LISTED RECORDS
((

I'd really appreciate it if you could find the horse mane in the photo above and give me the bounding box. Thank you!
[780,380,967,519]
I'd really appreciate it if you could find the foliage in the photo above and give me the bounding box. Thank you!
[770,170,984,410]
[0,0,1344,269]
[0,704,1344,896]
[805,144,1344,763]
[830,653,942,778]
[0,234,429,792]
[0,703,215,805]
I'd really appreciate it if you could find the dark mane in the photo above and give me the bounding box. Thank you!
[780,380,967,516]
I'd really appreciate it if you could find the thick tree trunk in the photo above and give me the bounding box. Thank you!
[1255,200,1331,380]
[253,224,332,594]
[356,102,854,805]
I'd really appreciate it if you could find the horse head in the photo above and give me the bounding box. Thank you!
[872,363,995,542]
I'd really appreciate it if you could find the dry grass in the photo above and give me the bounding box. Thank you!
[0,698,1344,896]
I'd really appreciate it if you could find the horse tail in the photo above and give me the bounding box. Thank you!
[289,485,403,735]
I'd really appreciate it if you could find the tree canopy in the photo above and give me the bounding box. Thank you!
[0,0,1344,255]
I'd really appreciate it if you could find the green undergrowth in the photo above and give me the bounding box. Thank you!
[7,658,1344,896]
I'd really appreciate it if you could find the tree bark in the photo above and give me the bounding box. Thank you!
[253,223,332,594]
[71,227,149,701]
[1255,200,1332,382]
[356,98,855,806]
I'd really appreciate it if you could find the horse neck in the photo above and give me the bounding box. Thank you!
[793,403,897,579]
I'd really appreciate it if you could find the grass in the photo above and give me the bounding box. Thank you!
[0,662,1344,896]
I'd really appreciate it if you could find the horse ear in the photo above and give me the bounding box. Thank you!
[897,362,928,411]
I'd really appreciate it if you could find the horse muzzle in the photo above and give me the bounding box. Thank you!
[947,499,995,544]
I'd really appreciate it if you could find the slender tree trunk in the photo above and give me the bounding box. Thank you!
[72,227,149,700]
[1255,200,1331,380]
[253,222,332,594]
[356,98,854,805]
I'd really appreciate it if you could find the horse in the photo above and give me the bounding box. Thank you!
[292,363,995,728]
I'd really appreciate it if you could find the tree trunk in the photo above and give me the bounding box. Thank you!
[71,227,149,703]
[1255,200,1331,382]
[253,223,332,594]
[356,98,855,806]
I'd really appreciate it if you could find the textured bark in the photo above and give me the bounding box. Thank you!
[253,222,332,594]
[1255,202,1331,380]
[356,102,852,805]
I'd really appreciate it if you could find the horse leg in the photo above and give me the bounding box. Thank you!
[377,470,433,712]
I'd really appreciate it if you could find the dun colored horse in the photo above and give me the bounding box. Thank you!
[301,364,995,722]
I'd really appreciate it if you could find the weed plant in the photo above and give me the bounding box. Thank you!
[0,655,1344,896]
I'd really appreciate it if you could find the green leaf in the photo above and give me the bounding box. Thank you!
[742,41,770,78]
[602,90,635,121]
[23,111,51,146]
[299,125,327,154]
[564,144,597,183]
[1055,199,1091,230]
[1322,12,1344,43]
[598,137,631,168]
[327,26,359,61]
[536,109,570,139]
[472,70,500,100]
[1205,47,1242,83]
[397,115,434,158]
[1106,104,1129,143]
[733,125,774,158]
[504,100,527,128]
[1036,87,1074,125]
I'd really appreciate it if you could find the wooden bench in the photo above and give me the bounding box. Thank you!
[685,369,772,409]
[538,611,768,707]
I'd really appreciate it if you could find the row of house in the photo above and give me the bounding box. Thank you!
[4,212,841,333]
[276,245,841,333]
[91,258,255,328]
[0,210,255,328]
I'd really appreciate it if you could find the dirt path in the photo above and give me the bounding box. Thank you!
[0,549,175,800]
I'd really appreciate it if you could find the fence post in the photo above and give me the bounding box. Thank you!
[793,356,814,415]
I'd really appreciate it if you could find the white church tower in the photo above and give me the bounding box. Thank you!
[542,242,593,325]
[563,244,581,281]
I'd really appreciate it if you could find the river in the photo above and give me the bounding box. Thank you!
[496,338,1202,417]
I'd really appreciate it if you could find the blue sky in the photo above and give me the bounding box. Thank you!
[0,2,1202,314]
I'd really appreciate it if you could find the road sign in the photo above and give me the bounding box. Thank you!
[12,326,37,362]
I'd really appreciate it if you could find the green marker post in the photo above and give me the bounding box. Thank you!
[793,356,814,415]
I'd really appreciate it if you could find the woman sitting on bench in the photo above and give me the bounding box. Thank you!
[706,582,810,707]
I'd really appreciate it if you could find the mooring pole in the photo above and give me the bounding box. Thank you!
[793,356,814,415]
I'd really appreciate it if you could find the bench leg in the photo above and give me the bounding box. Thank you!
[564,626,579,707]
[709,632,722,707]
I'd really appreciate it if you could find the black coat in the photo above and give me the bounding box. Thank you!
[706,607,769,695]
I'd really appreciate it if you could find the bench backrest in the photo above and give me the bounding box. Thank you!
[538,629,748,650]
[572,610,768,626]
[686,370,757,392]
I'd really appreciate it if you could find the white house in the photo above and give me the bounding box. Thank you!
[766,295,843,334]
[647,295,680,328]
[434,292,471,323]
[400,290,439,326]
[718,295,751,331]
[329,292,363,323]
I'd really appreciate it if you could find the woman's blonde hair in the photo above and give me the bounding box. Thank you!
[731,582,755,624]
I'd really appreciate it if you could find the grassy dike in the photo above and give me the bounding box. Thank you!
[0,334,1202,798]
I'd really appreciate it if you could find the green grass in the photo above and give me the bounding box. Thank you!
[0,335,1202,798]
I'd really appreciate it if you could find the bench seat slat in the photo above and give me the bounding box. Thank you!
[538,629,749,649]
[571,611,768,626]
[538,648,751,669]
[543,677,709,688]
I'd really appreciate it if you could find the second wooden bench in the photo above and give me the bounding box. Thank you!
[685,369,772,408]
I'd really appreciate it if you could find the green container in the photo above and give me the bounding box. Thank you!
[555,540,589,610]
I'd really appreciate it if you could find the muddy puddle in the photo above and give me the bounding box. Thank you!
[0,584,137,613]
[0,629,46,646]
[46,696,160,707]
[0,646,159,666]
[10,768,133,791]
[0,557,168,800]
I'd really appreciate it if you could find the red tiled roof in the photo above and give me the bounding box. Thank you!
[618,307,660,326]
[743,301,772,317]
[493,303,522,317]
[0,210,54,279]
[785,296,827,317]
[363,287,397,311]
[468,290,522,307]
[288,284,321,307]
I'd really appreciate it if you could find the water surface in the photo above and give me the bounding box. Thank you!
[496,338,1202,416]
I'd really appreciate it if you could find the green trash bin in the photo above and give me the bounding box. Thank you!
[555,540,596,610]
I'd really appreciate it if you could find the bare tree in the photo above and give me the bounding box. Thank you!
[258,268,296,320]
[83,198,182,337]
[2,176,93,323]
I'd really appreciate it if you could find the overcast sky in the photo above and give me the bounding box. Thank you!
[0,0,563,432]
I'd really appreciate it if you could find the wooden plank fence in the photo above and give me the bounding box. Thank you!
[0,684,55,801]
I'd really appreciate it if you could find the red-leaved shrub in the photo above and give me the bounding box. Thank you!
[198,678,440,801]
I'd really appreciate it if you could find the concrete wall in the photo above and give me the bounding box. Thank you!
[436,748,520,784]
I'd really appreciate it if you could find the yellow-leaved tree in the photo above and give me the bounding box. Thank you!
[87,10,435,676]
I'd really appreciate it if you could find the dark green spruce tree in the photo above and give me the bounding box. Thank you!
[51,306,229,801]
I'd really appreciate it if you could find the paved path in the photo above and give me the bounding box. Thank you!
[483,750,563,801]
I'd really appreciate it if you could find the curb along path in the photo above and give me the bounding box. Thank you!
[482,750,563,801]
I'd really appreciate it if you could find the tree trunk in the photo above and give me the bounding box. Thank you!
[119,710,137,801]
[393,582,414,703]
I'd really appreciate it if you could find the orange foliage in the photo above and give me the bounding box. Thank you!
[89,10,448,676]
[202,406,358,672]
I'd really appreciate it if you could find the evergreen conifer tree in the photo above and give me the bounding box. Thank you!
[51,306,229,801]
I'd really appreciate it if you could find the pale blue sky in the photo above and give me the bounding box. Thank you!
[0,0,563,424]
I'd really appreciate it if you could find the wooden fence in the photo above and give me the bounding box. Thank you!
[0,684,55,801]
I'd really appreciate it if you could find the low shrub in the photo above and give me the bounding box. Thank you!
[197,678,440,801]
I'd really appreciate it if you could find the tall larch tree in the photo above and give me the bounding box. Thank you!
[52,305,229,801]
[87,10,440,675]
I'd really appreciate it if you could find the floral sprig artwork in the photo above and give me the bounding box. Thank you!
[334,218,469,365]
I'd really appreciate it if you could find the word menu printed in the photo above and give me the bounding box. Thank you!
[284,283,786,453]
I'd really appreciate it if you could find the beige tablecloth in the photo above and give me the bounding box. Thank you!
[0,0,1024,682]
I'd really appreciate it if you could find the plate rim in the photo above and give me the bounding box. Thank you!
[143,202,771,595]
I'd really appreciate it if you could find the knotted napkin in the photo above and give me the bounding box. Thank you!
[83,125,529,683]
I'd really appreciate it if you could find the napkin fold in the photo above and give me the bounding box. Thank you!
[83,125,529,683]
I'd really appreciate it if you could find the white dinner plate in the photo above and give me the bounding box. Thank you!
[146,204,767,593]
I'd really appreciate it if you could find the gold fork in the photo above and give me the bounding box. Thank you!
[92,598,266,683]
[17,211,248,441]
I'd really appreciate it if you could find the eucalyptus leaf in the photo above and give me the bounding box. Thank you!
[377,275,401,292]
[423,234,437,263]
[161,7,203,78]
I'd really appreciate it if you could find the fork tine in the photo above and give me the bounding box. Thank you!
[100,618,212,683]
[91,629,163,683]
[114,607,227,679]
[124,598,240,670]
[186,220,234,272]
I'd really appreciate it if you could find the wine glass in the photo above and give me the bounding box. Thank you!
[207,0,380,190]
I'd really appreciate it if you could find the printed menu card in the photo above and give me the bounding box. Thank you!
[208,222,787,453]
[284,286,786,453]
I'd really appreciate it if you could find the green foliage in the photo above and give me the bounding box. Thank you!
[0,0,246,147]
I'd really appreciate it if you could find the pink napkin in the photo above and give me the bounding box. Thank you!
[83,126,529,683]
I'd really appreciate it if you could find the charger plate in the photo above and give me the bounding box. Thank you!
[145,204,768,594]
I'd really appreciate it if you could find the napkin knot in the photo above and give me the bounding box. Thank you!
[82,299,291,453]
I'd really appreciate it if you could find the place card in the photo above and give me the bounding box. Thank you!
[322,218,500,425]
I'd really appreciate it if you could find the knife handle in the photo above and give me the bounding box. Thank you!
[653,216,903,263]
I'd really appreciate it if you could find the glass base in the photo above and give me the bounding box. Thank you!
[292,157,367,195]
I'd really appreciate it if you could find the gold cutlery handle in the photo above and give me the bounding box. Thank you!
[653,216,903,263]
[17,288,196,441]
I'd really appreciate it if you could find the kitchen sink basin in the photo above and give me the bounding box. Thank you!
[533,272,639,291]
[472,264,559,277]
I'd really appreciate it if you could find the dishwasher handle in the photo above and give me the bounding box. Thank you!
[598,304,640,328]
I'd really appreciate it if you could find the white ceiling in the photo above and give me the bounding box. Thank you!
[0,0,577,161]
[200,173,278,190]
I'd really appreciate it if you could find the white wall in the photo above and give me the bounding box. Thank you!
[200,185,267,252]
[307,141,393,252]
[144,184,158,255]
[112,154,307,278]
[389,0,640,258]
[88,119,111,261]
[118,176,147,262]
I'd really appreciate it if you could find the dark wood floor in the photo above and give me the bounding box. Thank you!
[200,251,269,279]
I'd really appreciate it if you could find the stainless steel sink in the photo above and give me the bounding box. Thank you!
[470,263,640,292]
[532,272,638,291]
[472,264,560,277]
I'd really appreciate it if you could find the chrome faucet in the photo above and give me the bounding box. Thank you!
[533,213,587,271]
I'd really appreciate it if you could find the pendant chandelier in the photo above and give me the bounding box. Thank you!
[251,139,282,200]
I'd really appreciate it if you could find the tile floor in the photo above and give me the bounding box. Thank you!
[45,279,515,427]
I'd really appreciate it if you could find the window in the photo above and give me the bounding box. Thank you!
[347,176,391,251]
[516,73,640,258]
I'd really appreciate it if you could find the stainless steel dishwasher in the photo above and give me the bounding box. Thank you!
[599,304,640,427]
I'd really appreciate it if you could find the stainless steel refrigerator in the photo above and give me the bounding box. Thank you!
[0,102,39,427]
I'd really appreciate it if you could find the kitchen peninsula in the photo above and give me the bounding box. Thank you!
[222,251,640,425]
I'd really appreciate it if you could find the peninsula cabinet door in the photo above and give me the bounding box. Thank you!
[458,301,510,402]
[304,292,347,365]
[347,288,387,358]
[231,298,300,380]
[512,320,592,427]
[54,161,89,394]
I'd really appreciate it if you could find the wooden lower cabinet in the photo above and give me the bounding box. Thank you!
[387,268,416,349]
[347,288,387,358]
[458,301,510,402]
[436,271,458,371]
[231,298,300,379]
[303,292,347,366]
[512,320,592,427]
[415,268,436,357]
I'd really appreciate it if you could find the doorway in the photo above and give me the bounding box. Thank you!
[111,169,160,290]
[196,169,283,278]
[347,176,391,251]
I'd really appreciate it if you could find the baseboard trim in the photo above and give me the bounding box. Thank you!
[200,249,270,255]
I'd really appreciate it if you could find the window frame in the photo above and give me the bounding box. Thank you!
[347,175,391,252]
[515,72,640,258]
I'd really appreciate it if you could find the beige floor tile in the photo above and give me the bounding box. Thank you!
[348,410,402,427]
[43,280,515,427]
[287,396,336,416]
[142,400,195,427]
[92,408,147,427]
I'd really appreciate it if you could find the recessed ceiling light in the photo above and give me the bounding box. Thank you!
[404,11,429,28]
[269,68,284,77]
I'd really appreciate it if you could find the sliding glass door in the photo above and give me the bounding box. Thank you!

))

DIRECTION
Rewrite the material from the line with "I'd really appreciate it if you could find the white dinner" up to and including the line with "[83,126,529,683]", replacing "wine glass" with "champagne flute" and leaving everything else unchanged.

FINAL RESULT
I'd really appreciate it if you could find the white dinner plate in the photo above and give me the bounding box. Thank you!
[146,204,767,593]
I'd really appreciate it if you could find the gold fork in the photo above and give me the bounding box. Thank you!
[92,598,266,683]
[17,211,248,441]
I'd really appreciate it if you could find the eucalyptus leaf in the photo above and give me the bounding box. Thank you!
[377,275,401,292]
[423,234,437,263]
[161,7,203,78]
I'd really appreciate it if you could find the fork tine in the photo above and give me the bounding box. Thank you!
[100,618,212,683]
[91,629,163,683]
[114,607,227,679]
[124,598,240,670]
[186,220,234,272]
I'd really appreciate it if you could find the champagne flute in the photo above and give me the bounding box. Thank you!
[207,0,380,190]
I'd really appreciate it if you could find the printed menu card in the photo above and give me the bounding box. Thank you!
[208,222,787,453]
[284,286,786,453]
I'd really appreciate it if you could find the green foliage in the photo above and give me the bounding box. Thank you!
[0,0,246,147]
I'd really appreciate it if you could find the pink napkin in the photo above and give me the bounding box. Thank you!
[83,126,529,683]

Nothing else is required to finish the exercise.